=== Text section ===
◇ ◇ ◇ ◇ ◇ ◇ ◇

Originally posted by Doug Nye
Giorgio (?) Bassi.


a) It is Giorgio Bassi allright. FJ driver from Milan substitued Baghetti in the Dagrada Lancia before turning to British machinery

b) I cannot find anything about the move from Modena to Monza. Since 1959 – when the School had opened - the Scuderia had been based in Modena, in via Emilia in front of the Aereoautodromo. Can you tell me more about that, Doug?

c) After reading this post I opened two Italian books at random: in the memoirs of fastidious Taruffi it is Centro-Sud, in a local 1997 book about racing in Modena it is Centro Sud. They do not care much about hyphens in this sunny country, although the locution Centro-Sud is currently used with a precise geographical meaning so in correct Italian should have an hyphen.

◇ ◇ ◇ ◇ ◇ ◇ ◇

=== Data supplied ===
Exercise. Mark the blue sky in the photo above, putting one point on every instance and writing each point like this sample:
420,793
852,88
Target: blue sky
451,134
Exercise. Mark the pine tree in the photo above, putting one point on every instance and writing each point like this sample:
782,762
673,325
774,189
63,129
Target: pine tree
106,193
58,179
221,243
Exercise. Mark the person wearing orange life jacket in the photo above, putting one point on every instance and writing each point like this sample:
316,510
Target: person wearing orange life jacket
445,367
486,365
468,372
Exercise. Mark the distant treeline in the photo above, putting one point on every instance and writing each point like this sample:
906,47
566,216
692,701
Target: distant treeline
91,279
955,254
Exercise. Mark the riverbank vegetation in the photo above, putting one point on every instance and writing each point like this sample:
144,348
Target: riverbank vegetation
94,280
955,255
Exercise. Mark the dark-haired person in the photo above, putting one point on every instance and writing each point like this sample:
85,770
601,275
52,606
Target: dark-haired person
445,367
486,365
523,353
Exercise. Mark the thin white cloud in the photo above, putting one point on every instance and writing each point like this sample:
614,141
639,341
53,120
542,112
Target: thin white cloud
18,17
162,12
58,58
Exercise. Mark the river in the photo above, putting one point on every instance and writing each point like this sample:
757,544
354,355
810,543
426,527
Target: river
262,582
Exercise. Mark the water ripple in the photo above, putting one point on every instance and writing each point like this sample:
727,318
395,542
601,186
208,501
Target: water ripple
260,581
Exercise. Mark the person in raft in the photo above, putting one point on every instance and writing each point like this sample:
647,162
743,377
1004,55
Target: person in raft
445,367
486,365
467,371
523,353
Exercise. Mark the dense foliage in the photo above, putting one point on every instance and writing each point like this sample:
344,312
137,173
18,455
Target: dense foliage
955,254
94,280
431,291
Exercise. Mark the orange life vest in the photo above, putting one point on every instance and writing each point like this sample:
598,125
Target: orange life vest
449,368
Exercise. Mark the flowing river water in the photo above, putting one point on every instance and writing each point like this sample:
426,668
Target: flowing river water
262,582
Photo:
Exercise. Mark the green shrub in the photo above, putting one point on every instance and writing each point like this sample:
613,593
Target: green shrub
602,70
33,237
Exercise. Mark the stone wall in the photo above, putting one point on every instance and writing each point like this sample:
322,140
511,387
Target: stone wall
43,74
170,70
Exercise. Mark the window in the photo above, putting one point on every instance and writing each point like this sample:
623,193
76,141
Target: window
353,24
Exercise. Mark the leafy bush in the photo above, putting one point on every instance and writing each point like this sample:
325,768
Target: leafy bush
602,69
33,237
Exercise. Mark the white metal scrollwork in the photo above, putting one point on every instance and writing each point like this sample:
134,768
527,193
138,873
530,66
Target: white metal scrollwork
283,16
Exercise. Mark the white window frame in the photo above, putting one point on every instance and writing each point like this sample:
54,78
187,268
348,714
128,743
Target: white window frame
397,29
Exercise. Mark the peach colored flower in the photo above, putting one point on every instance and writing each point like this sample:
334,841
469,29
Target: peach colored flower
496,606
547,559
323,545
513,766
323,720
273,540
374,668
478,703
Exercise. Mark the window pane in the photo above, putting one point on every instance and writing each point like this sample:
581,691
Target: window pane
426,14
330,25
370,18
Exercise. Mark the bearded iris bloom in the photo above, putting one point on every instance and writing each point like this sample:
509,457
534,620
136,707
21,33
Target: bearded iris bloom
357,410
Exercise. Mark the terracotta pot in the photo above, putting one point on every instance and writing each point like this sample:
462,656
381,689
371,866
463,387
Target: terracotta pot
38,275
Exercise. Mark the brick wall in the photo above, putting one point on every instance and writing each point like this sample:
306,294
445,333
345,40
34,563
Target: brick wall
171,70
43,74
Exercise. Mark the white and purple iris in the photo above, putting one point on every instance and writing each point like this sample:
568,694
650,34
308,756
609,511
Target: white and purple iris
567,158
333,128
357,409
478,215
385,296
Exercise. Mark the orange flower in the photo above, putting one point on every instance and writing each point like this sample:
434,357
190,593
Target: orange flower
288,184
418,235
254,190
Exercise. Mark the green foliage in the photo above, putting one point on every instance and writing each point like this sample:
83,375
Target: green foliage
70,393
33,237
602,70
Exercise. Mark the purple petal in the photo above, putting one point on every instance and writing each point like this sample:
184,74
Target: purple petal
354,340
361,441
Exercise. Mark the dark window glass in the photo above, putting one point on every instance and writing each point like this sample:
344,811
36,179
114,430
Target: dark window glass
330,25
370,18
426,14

◇ ◇ ◇ ◇ ◇ ◇ ◇

=== Task 1 ===
Locate every line in the records above that contains the word "flower" and copy each one out; case counts.
=== Task 2 ===
Carry on the racing forum post about Giorgio Bassi and Centro-Sud, starting right after its last sentence.

=== Written response 1 ===
Exercise. Mark the peach colored flower in the photo above, putting one point on every instance and writing each point like this sample:
Target: peach colored flower
Exercise. Mark the orange flower in the photo above, putting one point on every instance and writing each point like this sample:
Target: orange flower

=== Written response 2 ===
d) Mimmo was supposedly an indifferent driver. I recently came upon to what was the peak of his driving carreer, probably. At Madrid in 1949 Dei drove a Fiat-Stanguellini for the international race for 1100 sports cars. There were Fagioli, Chiron, Villoresi in OSCAs, de Graffenried in another Stanguellini, Bracco, Taruffi in Cisitalias, Sommer, Trintignant and Manzon in Gordinis.
I have a French report of this race where Dei is called “l’inattendu”, the unexpected. He battled wildly with Sommer in the first heat, where he finished at the tail of the Frenchman after a last lap wheel against wheel. In the final Dei was fifth.